# Written exercise
Transcribe the following records line for line, with no changes to any wording or number.

──────── Data to process ────────

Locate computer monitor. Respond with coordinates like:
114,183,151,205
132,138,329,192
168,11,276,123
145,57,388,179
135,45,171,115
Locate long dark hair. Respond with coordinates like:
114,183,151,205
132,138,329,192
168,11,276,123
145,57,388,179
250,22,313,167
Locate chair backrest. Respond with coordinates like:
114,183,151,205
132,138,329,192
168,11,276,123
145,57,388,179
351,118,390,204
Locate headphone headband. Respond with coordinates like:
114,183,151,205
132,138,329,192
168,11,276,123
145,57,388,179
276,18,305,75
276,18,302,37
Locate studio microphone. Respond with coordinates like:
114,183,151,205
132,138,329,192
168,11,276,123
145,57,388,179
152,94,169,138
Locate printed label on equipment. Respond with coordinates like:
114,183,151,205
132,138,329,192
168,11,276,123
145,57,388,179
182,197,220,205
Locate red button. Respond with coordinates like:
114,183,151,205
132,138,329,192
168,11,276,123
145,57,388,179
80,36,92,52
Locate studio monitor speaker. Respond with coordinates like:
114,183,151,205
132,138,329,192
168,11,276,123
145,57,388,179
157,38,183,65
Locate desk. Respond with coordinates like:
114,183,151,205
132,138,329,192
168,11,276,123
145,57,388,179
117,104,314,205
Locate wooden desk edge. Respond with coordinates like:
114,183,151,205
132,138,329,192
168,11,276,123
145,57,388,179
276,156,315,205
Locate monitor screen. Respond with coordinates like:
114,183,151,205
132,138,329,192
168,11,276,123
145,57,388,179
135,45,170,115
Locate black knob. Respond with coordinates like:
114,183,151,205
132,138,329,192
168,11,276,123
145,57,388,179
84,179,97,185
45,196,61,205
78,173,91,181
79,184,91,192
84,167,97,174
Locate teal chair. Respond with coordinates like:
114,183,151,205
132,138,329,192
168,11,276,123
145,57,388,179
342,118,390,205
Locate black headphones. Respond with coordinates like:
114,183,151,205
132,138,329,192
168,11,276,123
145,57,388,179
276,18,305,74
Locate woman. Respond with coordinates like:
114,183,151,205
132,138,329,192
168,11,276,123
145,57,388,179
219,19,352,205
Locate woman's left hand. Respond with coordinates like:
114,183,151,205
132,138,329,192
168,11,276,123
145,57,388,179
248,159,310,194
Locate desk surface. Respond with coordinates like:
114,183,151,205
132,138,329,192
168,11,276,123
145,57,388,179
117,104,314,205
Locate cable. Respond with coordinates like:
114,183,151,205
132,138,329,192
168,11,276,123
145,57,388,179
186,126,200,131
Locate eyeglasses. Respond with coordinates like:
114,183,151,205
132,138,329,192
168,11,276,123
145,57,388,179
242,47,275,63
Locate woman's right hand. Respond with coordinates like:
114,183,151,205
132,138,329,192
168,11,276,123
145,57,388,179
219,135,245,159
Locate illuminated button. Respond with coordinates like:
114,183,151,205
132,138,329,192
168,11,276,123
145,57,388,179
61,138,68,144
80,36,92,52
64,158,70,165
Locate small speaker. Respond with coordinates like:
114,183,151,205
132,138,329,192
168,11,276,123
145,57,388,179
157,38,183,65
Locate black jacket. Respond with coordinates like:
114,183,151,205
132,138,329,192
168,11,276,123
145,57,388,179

────────

# The answer
Locate computer monitor. Respond with coordinates like:
114,183,151,205
132,138,329,192
168,11,276,123
145,57,388,179
135,45,171,115
Locate long dark hair. Respond with coordinates like:
114,183,151,205
132,138,329,192
168,11,276,123
145,57,388,179
250,22,313,167
Locate chair backrest. Respond with coordinates like:
114,183,151,205
132,138,329,192
168,11,276,123
145,57,388,179
351,118,390,204
Locate headphone headband. Respond with coordinates like:
114,183,151,205
132,138,329,192
168,11,276,123
145,57,388,179
276,18,305,75
276,18,302,37
Locate studio microphone. Respond with coordinates like:
114,183,151,205
132,138,329,192
168,11,276,123
145,57,388,179
152,94,169,138
Locate printed label on equipment. Respond with coordinates like:
114,183,151,205
132,138,329,192
168,11,276,123
145,57,388,179
182,197,220,205
Locate red button. Respond with coordinates like:
114,183,151,205
132,138,329,192
168,11,276,123
145,57,388,179
80,36,92,52
Locate studio monitor speaker. Respond with coordinates like:
114,183,151,205
132,138,329,192
168,11,276,123
145,57,388,179
157,38,183,65
Locate desk. Respond with coordinates like:
114,183,151,205
132,138,329,192
168,11,276,123
145,57,388,179
117,104,314,205
Locate wooden desk edge. Respond with coordinates like:
114,183,151,205
132,138,329,192
168,11,276,123
145,57,388,179
276,156,315,205
Locate monitor screen. Respond with coordinates like:
114,183,151,205
132,138,329,192
168,11,276,123
145,57,388,179
135,45,170,115
Locate black knob. Respond with coordinates like:
114,183,151,205
132,138,329,192
168,11,276,123
145,57,388,179
84,179,97,185
45,196,61,205
78,173,91,181
79,184,91,192
84,167,97,174
Locate teal chair. Respond with coordinates like:
114,183,151,205
132,138,329,192
168,11,276,123
145,57,388,179
342,118,390,205
Locate black headphones. Respond with coordinates like:
114,183,151,205
132,138,329,192
168,11,276,123
145,57,388,179
276,18,305,74
Locate woman. Respond with coordinates like:
114,183,151,205
132,138,329,192
168,11,276,123
145,57,388,179
219,19,352,205
Locate woman's left hand. Respond with coordinates like:
114,183,151,205
132,138,329,192
168,11,276,123
145,57,388,179
248,159,310,194
Locate desk surface. Respond with coordinates like:
114,183,151,205
132,138,329,192
168,11,276,123
145,57,388,179
117,104,314,205
Locate cable. Respond with coordinates like:
114,183,151,205
132,138,329,192
168,11,276,123
145,57,388,179
186,126,200,131
Locate eyeglasses. Respond with coordinates like:
114,183,151,205
132,138,329,192
168,11,276,123
145,57,388,179
242,47,275,63
Locate woman's right hand. Respond with coordinates like:
114,183,151,205
132,138,329,192
168,11,276,123
145,57,388,179
219,135,245,159
Locate illuminated button. Respond with coordinates like:
114,183,151,205
132,138,329,192
168,11,276,123
145,57,388,179
61,138,68,144
80,36,92,52
64,158,70,165
Locate small speaker. Respond with coordinates like:
114,183,151,205
132,138,329,192
168,11,276,123
145,57,388,179
157,38,183,65
Locate black jacket. Respond with coordinates like:
114,183,151,205
132,138,329,192
168,11,276,123
145,57,388,179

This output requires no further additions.